Brano di lettura
┄┄┄┄┄┄┄┄┄┄┄┄┄┄┄┄┄┄┄┄
Il processo di montaggio, con la sua dialettica di decostruzione e ricostruzione, attraversa e consuma quest’opera come tutta la pratica di Baruchello, che ne fa un principio guida nell’attraversamento dei vari media, dal cinema al romanzo dal collage alla scultura. Nella prima sala, accanto ai frammenti di pellicola della Verifica incerta, si trovano le righe dattiloscritte e ritagliate per La quindicesima riga, libro collage composto nel 1966 prelevando e trascrivendo le quindicesime righe di quindici pagine di 400 libri. Dai fotogrammi della pellicola alle righe della pagina tipografica, dalle immagini alle parole, Baruchello riserva ai materiali culturali della sua epoca un trattamento di archiviazione e ricombinazione che ha molto a che fare con il cinema e la riproduzione tecnica. Da una parte la registrazione minuziosa di momenti apparentemente insignificanti, la trascrizione dei sogni, la cristallizzazione di giochi di parole e d’immagini. Dall’altra il risvolto enciclopedico di questa pulsione archivistica: connettere tutto con tutto, mettere disordine nell’immaginario collettivo, lavorando con la logica del sogno non tanto a creare nuove immagini quanto a disarticolare l’archivio di quelle esistenti; far sentire il vuoto che bisogna attraversare per connetterle l’una all’altra, come nero tra i fotogrammi o come il bianco che domina le tele e i disegni dell’artista, dove figure e scritte minutissime galleggiano disperse in una mappa mentale senza orizzonti.
┄┄┄┄┄┄┄┄┄┄┄┄┄┄┄┄┄┄┄┄
[Voci di indicazione di oggetti nominati]

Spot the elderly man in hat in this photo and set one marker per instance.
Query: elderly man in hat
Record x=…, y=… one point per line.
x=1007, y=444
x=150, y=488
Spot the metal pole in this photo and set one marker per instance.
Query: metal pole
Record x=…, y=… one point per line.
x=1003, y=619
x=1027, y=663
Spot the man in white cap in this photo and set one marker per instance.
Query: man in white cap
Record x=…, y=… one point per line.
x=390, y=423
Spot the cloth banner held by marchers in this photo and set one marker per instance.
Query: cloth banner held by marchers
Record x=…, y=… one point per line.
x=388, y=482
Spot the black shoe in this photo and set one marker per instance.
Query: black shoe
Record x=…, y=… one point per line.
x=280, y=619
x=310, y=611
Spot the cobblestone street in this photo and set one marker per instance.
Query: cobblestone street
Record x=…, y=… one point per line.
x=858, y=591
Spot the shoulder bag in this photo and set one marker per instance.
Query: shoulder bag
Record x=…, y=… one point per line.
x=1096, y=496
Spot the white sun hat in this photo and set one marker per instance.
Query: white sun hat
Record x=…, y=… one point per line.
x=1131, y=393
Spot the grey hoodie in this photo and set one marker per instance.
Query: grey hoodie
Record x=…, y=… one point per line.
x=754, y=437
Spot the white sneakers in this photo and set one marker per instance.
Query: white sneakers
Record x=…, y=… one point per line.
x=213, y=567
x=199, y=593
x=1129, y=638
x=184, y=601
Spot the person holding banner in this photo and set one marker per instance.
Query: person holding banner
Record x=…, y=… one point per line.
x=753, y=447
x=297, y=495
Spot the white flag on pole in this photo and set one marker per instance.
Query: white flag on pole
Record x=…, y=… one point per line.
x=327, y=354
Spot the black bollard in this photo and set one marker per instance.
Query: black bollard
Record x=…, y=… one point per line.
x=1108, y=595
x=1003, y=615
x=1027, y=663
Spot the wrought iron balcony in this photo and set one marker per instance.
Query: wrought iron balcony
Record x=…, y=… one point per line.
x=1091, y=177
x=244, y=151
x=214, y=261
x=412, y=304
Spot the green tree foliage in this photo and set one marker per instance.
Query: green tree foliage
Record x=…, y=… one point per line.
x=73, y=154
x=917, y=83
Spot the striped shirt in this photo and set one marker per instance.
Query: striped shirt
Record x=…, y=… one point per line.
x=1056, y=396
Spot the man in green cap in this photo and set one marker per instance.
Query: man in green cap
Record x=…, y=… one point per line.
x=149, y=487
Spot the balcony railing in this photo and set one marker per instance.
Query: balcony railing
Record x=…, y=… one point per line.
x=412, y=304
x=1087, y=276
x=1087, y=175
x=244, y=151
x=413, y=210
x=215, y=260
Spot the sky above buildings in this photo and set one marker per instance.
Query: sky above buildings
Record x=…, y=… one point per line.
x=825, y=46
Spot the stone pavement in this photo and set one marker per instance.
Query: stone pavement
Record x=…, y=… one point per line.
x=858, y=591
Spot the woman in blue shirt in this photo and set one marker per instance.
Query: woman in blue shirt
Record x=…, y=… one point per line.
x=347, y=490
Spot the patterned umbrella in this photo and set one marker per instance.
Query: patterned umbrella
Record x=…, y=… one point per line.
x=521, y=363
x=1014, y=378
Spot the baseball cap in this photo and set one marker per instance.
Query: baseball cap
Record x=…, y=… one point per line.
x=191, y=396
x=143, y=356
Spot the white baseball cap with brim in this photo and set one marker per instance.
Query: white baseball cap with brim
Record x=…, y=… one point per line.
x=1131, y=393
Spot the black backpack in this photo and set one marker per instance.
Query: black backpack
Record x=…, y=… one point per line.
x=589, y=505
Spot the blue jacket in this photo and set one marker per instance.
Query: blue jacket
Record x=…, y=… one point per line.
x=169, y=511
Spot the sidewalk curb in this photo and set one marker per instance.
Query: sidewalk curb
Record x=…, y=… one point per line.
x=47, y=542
┄┄┄┄┄┄┄┄┄┄┄┄┄┄┄┄┄┄┄┄
Richiesta scritta 1
Secondo il brano su Baruchello, in che anno fu composto il libro collage La quindicesima riga?
Richiesta scritta 2
Elenca tutti i media che, secondo il brano su Baruchello, la sua pratica attraversa seguendo il principio del montaggio.
Basati soltanto sul brano per rispondere.

Risposta completa 1
Nel 1966.

Risposta completa 2
Cinema, romanzo, collage, scultura.